Could you work out how many lines in the material below hold the word "background"? Give only the number in reply.

-- Information given --
- Opening Delimiter -
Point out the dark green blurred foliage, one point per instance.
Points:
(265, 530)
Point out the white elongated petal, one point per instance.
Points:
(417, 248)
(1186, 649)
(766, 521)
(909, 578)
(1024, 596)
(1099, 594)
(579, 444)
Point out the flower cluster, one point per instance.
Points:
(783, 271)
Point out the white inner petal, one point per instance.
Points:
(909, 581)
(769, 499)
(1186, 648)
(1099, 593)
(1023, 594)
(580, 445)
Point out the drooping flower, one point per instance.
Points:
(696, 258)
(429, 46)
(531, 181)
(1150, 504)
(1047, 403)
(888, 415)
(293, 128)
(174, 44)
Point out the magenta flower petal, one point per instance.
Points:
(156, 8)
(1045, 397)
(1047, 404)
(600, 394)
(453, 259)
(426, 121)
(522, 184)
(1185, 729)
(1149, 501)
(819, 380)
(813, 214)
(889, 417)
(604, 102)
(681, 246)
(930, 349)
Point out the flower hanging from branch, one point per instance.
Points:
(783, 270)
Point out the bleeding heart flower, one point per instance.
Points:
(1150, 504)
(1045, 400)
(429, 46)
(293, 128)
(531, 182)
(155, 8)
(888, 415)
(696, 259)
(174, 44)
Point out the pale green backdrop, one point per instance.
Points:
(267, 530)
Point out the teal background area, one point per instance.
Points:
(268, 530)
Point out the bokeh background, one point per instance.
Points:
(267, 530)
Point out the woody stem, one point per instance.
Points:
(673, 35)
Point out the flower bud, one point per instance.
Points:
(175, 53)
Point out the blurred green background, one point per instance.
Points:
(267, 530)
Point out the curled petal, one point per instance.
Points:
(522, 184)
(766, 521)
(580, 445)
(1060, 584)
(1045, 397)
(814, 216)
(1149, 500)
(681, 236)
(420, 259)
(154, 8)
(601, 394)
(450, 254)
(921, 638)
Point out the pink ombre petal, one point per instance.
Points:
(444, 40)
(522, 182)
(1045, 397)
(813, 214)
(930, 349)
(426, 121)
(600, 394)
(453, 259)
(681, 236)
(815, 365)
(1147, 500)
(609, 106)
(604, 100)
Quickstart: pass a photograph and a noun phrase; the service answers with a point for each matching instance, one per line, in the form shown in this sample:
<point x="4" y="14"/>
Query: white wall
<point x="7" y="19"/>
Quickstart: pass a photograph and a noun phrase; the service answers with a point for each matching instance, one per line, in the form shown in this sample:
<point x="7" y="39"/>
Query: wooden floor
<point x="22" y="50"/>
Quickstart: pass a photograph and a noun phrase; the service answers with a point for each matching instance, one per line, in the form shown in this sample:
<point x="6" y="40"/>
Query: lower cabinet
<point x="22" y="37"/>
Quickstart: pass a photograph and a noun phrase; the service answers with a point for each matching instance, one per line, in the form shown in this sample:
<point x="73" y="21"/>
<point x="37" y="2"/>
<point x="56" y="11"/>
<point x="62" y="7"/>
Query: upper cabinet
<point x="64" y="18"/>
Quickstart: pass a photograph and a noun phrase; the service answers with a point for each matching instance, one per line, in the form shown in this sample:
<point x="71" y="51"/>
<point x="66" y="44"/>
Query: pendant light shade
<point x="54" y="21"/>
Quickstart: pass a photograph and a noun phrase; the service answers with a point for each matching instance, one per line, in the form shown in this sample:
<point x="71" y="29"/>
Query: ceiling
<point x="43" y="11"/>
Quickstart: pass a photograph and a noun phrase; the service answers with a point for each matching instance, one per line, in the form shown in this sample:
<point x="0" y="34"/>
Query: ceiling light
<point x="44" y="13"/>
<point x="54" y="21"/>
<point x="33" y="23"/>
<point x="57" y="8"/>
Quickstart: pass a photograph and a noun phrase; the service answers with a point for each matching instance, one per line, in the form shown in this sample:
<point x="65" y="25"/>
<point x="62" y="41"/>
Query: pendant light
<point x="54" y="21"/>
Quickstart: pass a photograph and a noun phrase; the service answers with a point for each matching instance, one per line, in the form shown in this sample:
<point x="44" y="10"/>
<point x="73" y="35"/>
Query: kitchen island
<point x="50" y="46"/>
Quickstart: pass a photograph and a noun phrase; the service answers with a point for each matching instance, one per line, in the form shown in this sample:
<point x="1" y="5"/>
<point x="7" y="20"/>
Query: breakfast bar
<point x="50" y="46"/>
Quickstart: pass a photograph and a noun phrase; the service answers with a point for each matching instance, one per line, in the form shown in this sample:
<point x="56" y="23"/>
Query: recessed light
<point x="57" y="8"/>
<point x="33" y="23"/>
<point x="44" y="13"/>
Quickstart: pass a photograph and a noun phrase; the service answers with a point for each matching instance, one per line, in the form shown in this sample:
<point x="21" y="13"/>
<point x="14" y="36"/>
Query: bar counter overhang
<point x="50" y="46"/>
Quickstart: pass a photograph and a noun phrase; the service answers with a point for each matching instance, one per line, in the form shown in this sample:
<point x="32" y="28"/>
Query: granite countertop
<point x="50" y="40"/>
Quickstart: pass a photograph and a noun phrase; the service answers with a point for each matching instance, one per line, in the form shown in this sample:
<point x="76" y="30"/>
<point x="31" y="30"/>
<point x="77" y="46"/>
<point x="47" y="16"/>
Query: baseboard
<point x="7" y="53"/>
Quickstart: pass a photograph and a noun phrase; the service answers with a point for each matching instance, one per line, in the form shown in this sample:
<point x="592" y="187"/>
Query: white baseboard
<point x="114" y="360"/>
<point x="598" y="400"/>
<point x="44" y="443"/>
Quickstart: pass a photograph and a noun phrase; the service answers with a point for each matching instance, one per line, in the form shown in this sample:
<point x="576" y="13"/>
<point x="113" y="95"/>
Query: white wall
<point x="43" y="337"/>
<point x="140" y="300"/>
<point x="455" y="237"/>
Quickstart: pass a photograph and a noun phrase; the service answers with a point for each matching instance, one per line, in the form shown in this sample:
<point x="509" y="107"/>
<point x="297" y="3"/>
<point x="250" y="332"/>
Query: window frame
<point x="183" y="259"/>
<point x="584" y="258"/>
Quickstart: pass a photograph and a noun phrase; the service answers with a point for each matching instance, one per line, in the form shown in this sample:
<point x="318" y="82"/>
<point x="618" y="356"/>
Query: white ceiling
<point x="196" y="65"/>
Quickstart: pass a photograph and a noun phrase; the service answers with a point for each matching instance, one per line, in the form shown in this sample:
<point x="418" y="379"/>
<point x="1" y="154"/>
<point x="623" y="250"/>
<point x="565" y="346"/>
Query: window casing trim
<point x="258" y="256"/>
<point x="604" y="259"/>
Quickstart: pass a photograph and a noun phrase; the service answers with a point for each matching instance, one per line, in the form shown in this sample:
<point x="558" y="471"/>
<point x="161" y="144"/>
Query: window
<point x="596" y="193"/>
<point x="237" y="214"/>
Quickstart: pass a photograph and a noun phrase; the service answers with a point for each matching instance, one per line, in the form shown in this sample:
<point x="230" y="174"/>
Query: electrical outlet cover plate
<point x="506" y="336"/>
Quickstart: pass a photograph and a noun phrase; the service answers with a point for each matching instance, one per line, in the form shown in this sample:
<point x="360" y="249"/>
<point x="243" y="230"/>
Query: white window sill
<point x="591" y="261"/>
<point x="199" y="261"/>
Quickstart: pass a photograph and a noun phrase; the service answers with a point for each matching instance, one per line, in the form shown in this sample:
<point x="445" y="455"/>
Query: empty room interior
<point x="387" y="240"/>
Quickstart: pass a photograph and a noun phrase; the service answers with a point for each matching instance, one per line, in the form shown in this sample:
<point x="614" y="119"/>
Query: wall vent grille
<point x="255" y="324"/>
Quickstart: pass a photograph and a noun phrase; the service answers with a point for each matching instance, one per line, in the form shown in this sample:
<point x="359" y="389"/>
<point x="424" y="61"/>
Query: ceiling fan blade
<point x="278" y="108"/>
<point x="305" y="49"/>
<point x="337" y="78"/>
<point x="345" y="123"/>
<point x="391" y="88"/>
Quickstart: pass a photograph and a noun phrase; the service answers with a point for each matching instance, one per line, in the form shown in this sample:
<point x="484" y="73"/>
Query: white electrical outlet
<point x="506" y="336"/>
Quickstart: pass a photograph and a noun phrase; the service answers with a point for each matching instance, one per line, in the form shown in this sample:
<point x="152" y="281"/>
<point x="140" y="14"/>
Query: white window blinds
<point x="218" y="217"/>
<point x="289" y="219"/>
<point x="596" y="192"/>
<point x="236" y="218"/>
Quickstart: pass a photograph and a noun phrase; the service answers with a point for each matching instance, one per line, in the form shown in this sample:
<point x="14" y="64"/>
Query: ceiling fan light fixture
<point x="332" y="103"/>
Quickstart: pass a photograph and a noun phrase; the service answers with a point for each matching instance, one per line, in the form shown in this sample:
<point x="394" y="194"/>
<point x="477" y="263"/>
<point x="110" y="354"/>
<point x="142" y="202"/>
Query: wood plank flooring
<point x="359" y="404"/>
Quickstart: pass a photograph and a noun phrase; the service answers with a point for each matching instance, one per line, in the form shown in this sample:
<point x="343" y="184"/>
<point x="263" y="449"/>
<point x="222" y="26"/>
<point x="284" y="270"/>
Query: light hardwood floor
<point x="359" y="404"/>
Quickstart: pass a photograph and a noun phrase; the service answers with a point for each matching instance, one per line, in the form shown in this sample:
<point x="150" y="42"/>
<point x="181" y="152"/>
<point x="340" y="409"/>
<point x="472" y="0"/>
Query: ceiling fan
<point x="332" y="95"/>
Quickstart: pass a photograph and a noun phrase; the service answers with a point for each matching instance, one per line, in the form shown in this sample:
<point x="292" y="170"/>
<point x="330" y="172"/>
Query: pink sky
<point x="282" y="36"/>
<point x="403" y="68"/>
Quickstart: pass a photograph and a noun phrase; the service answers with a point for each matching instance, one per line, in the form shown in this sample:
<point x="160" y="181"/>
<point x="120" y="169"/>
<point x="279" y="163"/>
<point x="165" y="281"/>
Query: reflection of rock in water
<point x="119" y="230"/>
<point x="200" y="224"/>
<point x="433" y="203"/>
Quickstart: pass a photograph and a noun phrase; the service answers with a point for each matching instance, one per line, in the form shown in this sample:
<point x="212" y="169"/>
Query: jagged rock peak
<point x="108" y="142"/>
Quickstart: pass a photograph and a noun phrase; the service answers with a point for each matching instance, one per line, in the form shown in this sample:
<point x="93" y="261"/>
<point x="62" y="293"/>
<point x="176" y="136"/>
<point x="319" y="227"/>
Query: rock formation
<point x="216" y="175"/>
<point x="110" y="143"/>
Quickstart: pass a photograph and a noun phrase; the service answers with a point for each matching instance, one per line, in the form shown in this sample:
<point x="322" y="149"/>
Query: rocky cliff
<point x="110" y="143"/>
- Closing Delimiter -
-- Task result --
3